* [Instruction]: Extract the complete listing and repeat it word for word.

[begin Input for this task]

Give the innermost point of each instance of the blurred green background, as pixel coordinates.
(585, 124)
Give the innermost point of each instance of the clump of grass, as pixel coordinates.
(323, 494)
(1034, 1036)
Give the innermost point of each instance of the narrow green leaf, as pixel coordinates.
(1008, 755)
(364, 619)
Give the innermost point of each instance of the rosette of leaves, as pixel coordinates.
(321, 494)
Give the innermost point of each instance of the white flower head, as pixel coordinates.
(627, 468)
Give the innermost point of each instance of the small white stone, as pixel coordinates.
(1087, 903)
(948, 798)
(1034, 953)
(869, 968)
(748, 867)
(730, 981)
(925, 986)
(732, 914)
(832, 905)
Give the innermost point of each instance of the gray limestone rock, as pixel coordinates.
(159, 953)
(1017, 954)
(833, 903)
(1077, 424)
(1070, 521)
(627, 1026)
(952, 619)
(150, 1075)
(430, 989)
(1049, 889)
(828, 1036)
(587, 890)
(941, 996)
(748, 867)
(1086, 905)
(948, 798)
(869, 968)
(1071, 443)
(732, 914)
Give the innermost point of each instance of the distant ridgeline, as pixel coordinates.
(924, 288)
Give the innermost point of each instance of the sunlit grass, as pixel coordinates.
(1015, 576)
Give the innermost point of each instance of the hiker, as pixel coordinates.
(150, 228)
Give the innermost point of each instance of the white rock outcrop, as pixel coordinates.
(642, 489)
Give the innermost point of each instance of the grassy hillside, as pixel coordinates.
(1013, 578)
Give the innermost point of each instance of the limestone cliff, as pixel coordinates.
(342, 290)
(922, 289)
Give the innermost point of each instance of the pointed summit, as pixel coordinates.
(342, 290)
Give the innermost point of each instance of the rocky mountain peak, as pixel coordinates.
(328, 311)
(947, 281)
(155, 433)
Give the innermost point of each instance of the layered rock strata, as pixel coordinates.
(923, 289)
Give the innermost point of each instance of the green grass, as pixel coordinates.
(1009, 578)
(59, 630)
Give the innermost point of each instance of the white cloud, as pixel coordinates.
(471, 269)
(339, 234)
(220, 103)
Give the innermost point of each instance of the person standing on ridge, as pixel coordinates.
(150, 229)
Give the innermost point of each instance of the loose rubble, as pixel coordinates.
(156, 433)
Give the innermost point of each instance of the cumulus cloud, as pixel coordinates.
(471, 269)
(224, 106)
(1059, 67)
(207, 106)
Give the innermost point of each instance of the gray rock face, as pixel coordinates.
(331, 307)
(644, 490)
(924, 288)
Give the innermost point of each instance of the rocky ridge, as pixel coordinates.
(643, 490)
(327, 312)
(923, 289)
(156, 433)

[end Input for this task]

* [Response to this exercise]:
Give the innermost point of each instance of the blurred green background, as pixel coordinates.
(585, 124)
Give the innermost point of each instance of the clump of grass, as pixel coordinates.
(323, 494)
(1034, 1036)
Give the innermost point of each instance of the narrow green leaf, as pixel coordinates.
(1008, 755)
(364, 619)
Give the innermost point of each instance of the rosette of leaves, as pixel coordinates.
(321, 494)
Give the innermost point of each instance of the white flower head, as pixel coordinates.
(627, 468)
Give the innermost point of each instance of the small white stone, as pixel coordinates.
(1087, 903)
(948, 798)
(1034, 953)
(869, 968)
(748, 867)
(730, 981)
(925, 986)
(732, 914)
(832, 905)
Give the innermost point of each instance of the gray limestone rock, as pixel coordinates.
(159, 953)
(1017, 954)
(833, 903)
(1077, 424)
(1070, 521)
(627, 1026)
(952, 619)
(150, 1075)
(430, 989)
(1049, 889)
(828, 1036)
(587, 890)
(941, 996)
(748, 867)
(1086, 905)
(948, 798)
(869, 968)
(1071, 443)
(732, 914)
Give the innermost point of each instance of the distant ridgeline, as pixel coordinates.
(924, 288)
Give the innermost point of each instance of the sunlit grass, as pixel coordinates.
(1015, 576)
Give the innermost point of each instance of the hiker, as pixel coordinates.
(150, 228)
Give the innermost point of each instance of the white rock outcrop, as pixel coordinates.
(642, 489)
Give the innermost point of each instance of the grassy hillside, as pixel coordinates.
(1013, 578)
Give the innermost point of each instance of the limestone cliff, as pixel coordinates.
(342, 290)
(922, 289)
Give the innermost point of each instance of the pointed summit, as pixel coordinates.
(342, 290)
Give the innermost point of each instance of the rocky mountain peak, as pixel coordinates.
(328, 311)
(947, 281)
(155, 433)
Give the innermost point of each instance of the layered rock strata, as pixel coordinates.
(923, 289)
Give the innermost point of each instance of the green grass, as pixel coordinates.
(1009, 578)
(59, 630)
Give the innermost point of each instance of the white cloud, as pixel coordinates.
(471, 269)
(339, 234)
(220, 103)
Give the innermost point of each instance of the person standing on ridge, as pixel coordinates.
(150, 229)
Give the innermost point of each instance of the loose rubble, as pixel coordinates.
(156, 433)
Give the innermost point of each instance of the cumulus cloud, as pixel coordinates.
(471, 269)
(224, 106)
(1059, 67)
(207, 106)
Give the innermost point of each instance of the gray rock face, as pixel coordinates.
(331, 307)
(644, 490)
(924, 288)
Give the innermost point of each instance of the rocky ridge, as pixel coordinates.
(643, 490)
(327, 312)
(923, 289)
(156, 433)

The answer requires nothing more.